▶ **Excerpted text**
┄┄┄┄┄┄
Friday, December 30, 2011

A New Baby

Kyle's off work today - PTL!

We've been going through a period of trials with our children, and having the extra reinforcement feels amazing to my weary spirit.

AV's involve severe acid reflux, an appointment with a GI specialist, teething five bajillion teeth at the same time, and waking up about five times a night because of it.
case and point. can you see them in there?
Meggie figured out on Christmas Day how to climb out of her crib.  Christmas night, she crept from her room to our room three times and flicked on the light shouting, "NIGHT NIGHT ALL DOOOOOONNNNNNEEEEE!"  Oh, brother.

The next night we put the baby gate up in her room for her safety (so that she wouldn't be wandering about in the middle of the night) and for our sanity.  Yesterday, she figured out how to climb over that.
I mean, can you imagine this sweet thing causing such a ruckus? :)
It's like I told Kyle yesterday: the boundary of the crib is gone and now it feels like she's testing every other boundary to see if they still hold.  We're buckling down in the VH household, getting back to basics.

But it's trying.
My Meggie Mae
My Allie Ballie
So, to lighten things up a bit, I wanted to let you in on a little treasure wrapped up for me under the tree this year.  This present was one of the last ones to be opened because it looked so inconspicuous, but it was BY FAR my favorite.  Wrapped up from my Aunt Pam and Grandmama was a stapled packet of yellowed, shriveled notebook paper with pencil writing and second-grade cartoon drawings.  I recognized my own long ago signature: by Shannon O'Connell. It was a story I wrote when I was eight years old, a chapter book from the weeks after my little sister, Becca, was born. As I read it through, I remembered.  On the inside I found this note:

"Dear Shan, Many years ago, Grandaddy asked us to keep this to return to you years later. We're keeping that promise this year."

A new baby

A baby sister
The day finly came. My mom said that she was going to have a baby girl. I had aways wished for a sister and now I was going to have one.  I could not take my mind off it. She was due in October that was like four months. I could hardly wait. Finly the month of October came. I could hardly wait till the day she was due came. Finly on October 21st my baby sister was born. She had jet black hair and did not cry much and her name was Rebecca.  I could hardly wait for her to come home.

later on
It was a Wednesday and my mom and Rebecca were coming home. But I was sick. By the 3rd day I was like what is with my parnents. Rebecca had taken all the love from my parnents that belonged to me. They always said "oo" and "ahh" I did not like it!!!

At 2 months
It is later on and my sister is 2 months. And my sister just does not like to ride in the car. I do not understand it why does she act this way. At 2 months it is a strange stage.

What about me! What about me! You do not love me anymore. I feel like runing away. I want to send that baby back to the baby store.

The end
:) (and it's even better with the pictures, too.)

Well, I guess we all know now where my girls get their dramatic side.

Thank you, Aunt Pam and Uncle Jerry for preserving this for me.  I love that you and Grandaddy knew how much I would cherish reading this so many years later - especially now that I have two little sisters of my own.

And, Becca, I love YOU!  20 years later, I'm glad they didn't send you back to the baby store.
┄┄┄┄┄┄
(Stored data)

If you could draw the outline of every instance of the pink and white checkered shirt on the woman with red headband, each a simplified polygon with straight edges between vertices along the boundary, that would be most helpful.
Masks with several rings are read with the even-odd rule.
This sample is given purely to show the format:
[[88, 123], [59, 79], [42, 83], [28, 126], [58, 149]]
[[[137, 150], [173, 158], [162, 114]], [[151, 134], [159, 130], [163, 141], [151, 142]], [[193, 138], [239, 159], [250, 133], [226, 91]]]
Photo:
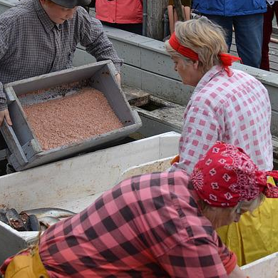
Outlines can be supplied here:
[[185, 109], [180, 162], [173, 168], [192, 173], [194, 165], [217, 140], [236, 145], [260, 170], [272, 170], [271, 105], [267, 89], [256, 78], [213, 66], [202, 77]]

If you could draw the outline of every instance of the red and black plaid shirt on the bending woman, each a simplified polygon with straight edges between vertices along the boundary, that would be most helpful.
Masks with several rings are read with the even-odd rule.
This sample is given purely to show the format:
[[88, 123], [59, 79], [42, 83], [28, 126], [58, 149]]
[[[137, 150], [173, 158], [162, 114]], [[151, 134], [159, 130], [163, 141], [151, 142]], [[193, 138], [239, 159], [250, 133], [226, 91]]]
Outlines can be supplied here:
[[131, 177], [44, 232], [50, 277], [227, 277], [231, 254], [182, 170]]

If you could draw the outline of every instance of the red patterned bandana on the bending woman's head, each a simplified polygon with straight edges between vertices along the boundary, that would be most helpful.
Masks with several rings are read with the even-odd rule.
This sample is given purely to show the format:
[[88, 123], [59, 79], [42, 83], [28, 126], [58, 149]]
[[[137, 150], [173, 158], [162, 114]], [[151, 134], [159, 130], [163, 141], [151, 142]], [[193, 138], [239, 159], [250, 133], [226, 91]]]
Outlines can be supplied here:
[[195, 165], [191, 179], [207, 204], [235, 207], [240, 201], [254, 200], [260, 192], [277, 198], [278, 187], [267, 183], [268, 175], [278, 178], [278, 171], [260, 171], [244, 150], [217, 142]]

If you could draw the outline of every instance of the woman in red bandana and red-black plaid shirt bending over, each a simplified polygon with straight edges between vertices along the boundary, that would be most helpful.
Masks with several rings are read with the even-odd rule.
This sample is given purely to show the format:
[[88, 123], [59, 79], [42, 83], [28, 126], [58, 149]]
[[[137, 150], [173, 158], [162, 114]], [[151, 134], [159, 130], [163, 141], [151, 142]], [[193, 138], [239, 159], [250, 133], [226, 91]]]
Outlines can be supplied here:
[[[5, 277], [246, 277], [217, 227], [278, 187], [241, 148], [217, 142], [195, 166], [123, 180], [9, 258]], [[27, 274], [28, 273], [28, 274]]]

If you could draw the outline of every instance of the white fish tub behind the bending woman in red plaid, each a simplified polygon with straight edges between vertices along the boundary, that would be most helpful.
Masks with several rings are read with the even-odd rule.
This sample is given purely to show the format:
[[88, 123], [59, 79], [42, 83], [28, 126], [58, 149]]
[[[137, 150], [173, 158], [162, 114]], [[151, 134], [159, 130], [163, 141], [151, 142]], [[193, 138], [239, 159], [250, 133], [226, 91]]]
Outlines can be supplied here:
[[[120, 180], [126, 169], [177, 153], [179, 133], [163, 133], [0, 177], [0, 204], [17, 211], [61, 207], [80, 212]], [[0, 222], [0, 263], [36, 240]]]

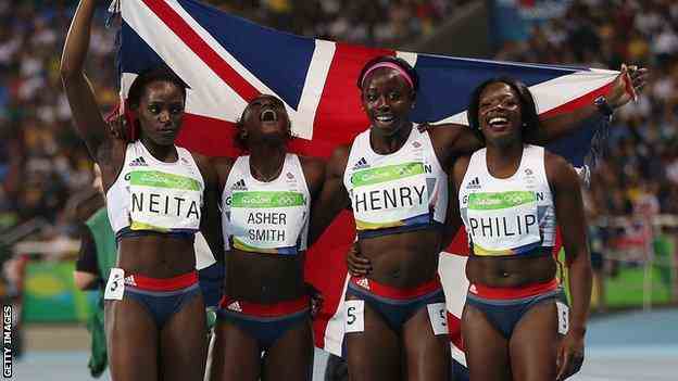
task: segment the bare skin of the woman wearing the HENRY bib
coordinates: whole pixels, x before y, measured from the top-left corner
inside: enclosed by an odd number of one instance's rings
[[[626,68],[615,80],[611,92],[607,94],[608,103],[613,107],[620,106],[630,100],[630,96],[626,92],[624,76],[626,76]],[[631,73],[632,84],[637,88],[643,86],[645,77],[646,72],[644,69],[635,69]],[[380,154],[393,153],[404,144],[412,129],[412,123],[409,120],[407,114],[414,106],[415,92],[395,71],[390,68],[378,68],[372,72],[364,79],[363,84],[362,103],[372,123],[372,148]],[[579,123],[591,117],[598,117],[598,110],[594,105],[581,107],[573,113],[542,119],[541,123],[544,128],[536,130],[533,136],[525,137],[526,141],[532,143],[553,141],[573,131]],[[434,151],[443,168],[452,168],[459,156],[482,148],[482,142],[466,126],[445,125],[444,127],[447,128],[429,130]],[[350,205],[348,192],[343,187],[343,173],[347,168],[349,153],[350,147],[340,147],[334,152],[327,164],[323,191],[312,212],[311,241],[317,239],[337,214]],[[364,258],[357,259],[357,256],[349,255],[349,267],[353,267],[353,275],[365,275],[369,279],[395,288],[410,288],[422,284],[435,276],[438,269],[438,254],[452,239],[452,234],[450,234],[452,229],[456,230],[459,226],[460,219],[455,217],[448,218],[447,228],[442,231],[419,230],[371,239],[359,239],[356,251]],[[415,319],[413,318],[412,320]],[[368,306],[365,306],[365,327],[364,333],[348,335],[349,369],[352,379],[368,380],[374,377],[384,377],[384,374],[389,374],[389,378],[394,377],[391,374],[392,364],[398,358],[395,353],[399,350],[399,344],[394,340],[394,333],[384,325],[381,318]],[[419,328],[424,329],[423,326],[419,326]],[[375,330],[376,335],[389,336],[390,339],[388,341],[385,340],[382,345],[378,344],[378,341],[369,340],[367,336],[369,334],[367,333],[368,330]],[[357,340],[354,338],[357,338]],[[436,338],[417,340],[434,341]],[[406,358],[409,379],[418,380],[444,377],[442,376],[445,372],[445,370],[442,370],[443,366],[439,367],[438,373],[432,376],[430,373],[416,374],[410,369],[426,368],[431,372],[436,372],[435,366],[431,367],[426,364],[427,361],[445,364],[444,360],[437,361],[438,357],[436,357],[441,353],[447,356],[449,344],[447,342],[443,344],[445,340],[447,338],[440,340],[440,351],[434,351],[430,355],[418,356],[418,360],[416,358],[413,359],[415,364],[412,366],[410,364],[411,357]],[[411,344],[411,342],[404,341],[405,347],[409,347]],[[406,351],[406,353],[420,354],[416,350]],[[365,357],[369,357],[371,361],[361,360],[361,358]]]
┄┄┄┄┄┄
▶ **Required action A**
In the blog post about the childhood story, what did Meggie figure out how to do on Christmas Day?
▶ **Required action B**
For each statement, say whether it agrees with the blog post about the childhood story, and quote the words from the post that decide it: (i) The author wrote the story at eight years old. (ii) Rebecca was born on October 21st. (iii) The packet was one of the first presents opened.
▶ **Required action C**
Write a continuation of the blog post about the childhood story, starting after its last sentence.

▶ **Final answer A**
She figured out how to climb out of her crib.

▶ **Final answer B**
(i) Yes: "It was a story I wrote when I was eight years old"
(ii) Yes: "Finly on October 21st my baby sister was born."
(iii) No: "This present was one of the last ones to be opened"

▶ **Final answer C**
Ok, well, this picture is of Becca and me from like six years ago and from my old computer - I couldn't get it to flip around, but let's all just pretend I did!

Becca and Me tailgating at the SC vs. Navy football game this fall.  Can you believe she just celebrated her 20th birthday?  Also, my mom recently pointed out that Becca and Meggie have the EXACT same shade of hair.  I LOVE that.  Wouldn't it be funny if Becca's first born popped out with red hair? :)

Wednesday, December 28, 2011

The Magic Room Book Review

My diplomas sit in a box in a storage shed, dust resting still on their hard-sought frames.  I think of clients I once had when I was interning, where they must be by now in their lives.  I remember classes, papers written, friends.  Though I write for the love of it now and also for connection, I spend the majority of my time as wife and all of my time as mother to two precious girls.  And I’m in that phase of toddler motherhood where the challenge is mostly physical - up all night, getting milk, reading books, pushing strollers, swinging swings, burping babies, catching sliding girls, pigtails flying.  I wear sweats and go days without a shower; I don’t remember what it’s like to feel my legs when they’re shaved.  I’m in the trenches of young parenting, and most of the time, I revel in the mess, the learning, the sweet innocence.

But, I also miss my femininity.  Life sometimes feels slightly out-of-balance, with mommy winning over woman.  Over Christmas, then, I read Jeffrey Zaslow’s new book, The Magic Room: A Story About the Love We Wish for our Daughters, which not only helped me remember my life before children, before marriage, it conjured forth the me that was a bride, that dreamed of all the things I daily live.  I felt reconnected to that dreamy part of me that looked beyond my veil six years ago and gazed, teary-eyed, on my future husband.

The Magic Room, through the lens of a family-owned bridal shop business in Michigan called Becker’s and the personalities that created it, examines love, marriage, and girlhood dreams.  Zaslow journeys with readers through lives of brides and their families - looking at decisions that brought them to the dress shop as well as the shaping influences of the broader culture and how those have changed over the course of Becker’s history.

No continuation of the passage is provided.